** Что сделать **
1. Сколько ложечек сахарного песка Уильям положил в чашку в отрывке о шимпанзе?
2. Масштабируйте записи от строки с «of the circular» до конца записей включительно: перепишите только эти строки вместе с запросами, умножив каждую координату в ответах на 0,25 и округлив до целого числа (половины в большую сторону).

** Отрывок текста **
######

Шимпанзе горы Ассерик - Стелла Брюер 20 стр.


Расскажу об одной из таких ситуаций, когда Уильям добавил к своему послужному списку очередной подвиг. Я сидела возле очага с чашечкой кофе, шимпанзе кормились на соседнем с кухней дереве. Уильям спустился вниз, а Тина осталась сидеть на ветке. Чайник попыхивал на огне, банка с растворимым кофе, сахарница и чашка с молоком стояли на краю сундучка с кухонными принадлежностями. Уильяму захотелось кофейку. Поглядывая в сторону Тины, он взялся за мою чашку, лукаво стрельнув в меня глазами. Потом, уже не отводя взгляда от моего лица, стал тянуть чашку к себе. Чтобы мой воспитанник так обходился со мной! Я крепче ухватилась за чашку и, сделав большие глаза, сказала ледяным тоном: «Вилли, не смей! Ты пожалеешь об этом, и никакая Тина тебе не поможет». Он почти сразу же отдернул руку и опустил глаза. Я почувствовала, что он разозлился. Не столько из-за кофе, сколько из-за того, что по-прежнему находится под моим влиянием.

Затем он подкрался к очагу и нагнулся, чтобы взять чайник, но при виде пара рот его искривился в презрительной гримасе. Он несколько раз дотронулся до ручки, пока не убедился, что она не слишком нагрелась. Тогда, осторожно взяв чайник и держа его подальше от себя, он подошел к сундучку. В чашку, уже наполненную на треть молоком, он положил две ложечки кофе и четыре ложечки сахарного песка и добавил туда из чайника кипящей воды, перелив немного через край. Я, не отрываясь, следила за его приготовлениями и буквально лишилась дара речи, глядя на его изысканные манеры.

######

** Записи с указанием названных объектов **
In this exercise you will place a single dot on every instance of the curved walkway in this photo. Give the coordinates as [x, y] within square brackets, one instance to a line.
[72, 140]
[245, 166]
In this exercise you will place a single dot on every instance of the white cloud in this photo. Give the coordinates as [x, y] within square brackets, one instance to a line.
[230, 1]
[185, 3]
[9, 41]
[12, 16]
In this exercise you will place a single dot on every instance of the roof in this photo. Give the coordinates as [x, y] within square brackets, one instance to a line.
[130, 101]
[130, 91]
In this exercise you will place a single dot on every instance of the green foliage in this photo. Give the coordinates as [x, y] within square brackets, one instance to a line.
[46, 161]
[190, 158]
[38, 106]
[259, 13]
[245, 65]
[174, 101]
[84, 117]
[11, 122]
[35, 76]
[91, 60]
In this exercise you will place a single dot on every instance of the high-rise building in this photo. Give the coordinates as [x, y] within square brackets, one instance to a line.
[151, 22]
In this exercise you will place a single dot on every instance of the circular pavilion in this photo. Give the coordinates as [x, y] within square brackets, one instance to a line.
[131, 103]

######

** Ответы **
1. Четыре ложечки.

2.
In this exercise you will place a single dot on every instance of the circular pavilion in this photo. Give the coordinates as [x, y] within square brackets, one instance to a line.
[33, 26]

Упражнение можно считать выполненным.